▶ What the task requires: Collect every line in the entries below that contains the word "tree", and copy each of those lines in full.

▶ Supplied records:
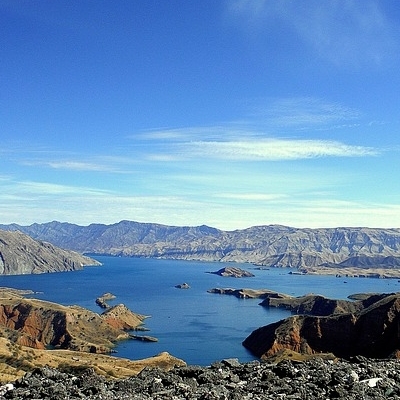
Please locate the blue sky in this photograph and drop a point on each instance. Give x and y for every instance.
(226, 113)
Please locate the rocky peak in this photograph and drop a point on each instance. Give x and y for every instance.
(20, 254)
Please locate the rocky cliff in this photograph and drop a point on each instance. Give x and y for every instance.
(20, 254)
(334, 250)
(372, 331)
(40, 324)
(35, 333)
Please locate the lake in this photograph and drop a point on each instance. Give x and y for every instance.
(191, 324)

...

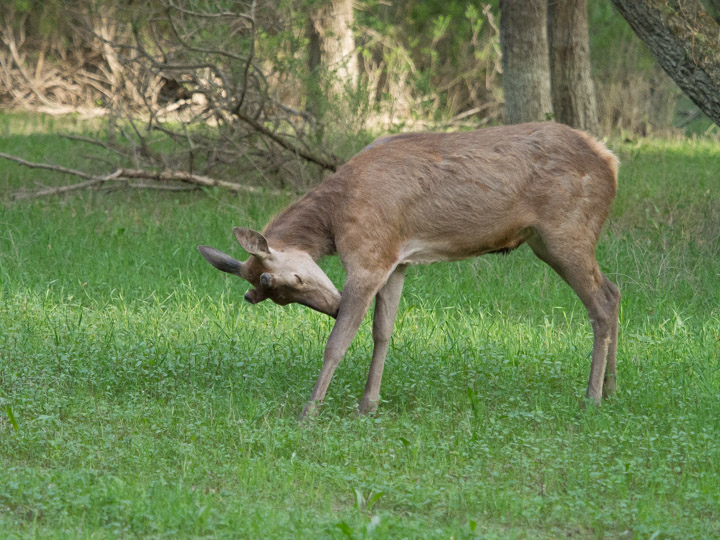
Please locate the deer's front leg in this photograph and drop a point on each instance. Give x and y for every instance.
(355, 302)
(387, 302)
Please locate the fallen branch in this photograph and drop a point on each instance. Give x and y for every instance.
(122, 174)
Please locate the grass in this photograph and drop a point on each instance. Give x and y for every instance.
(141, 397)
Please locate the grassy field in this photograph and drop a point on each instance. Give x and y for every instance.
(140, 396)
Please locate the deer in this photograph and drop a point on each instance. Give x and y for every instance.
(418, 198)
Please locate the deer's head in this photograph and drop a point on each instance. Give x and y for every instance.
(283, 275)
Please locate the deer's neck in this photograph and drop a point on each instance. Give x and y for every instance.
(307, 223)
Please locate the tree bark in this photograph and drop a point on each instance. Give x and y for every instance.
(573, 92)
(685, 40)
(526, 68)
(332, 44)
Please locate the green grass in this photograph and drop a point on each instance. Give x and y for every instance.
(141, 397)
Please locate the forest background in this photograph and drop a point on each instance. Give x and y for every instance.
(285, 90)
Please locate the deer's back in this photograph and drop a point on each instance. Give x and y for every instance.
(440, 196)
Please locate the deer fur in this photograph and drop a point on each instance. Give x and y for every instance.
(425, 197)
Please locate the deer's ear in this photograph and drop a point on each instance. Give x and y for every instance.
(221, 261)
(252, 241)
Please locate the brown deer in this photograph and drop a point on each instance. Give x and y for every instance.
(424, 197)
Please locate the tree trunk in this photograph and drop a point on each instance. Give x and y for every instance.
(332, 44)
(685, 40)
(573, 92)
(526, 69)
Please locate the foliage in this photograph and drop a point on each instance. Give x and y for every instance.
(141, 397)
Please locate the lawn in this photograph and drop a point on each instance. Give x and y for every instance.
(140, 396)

▶ In response:
Please locate the tree bark in this photograph and drop a point on each instance. Give x and y for every instance.
Please locate the tree trunk in this photograph and drop a point on each instance. Give x and y for every instance.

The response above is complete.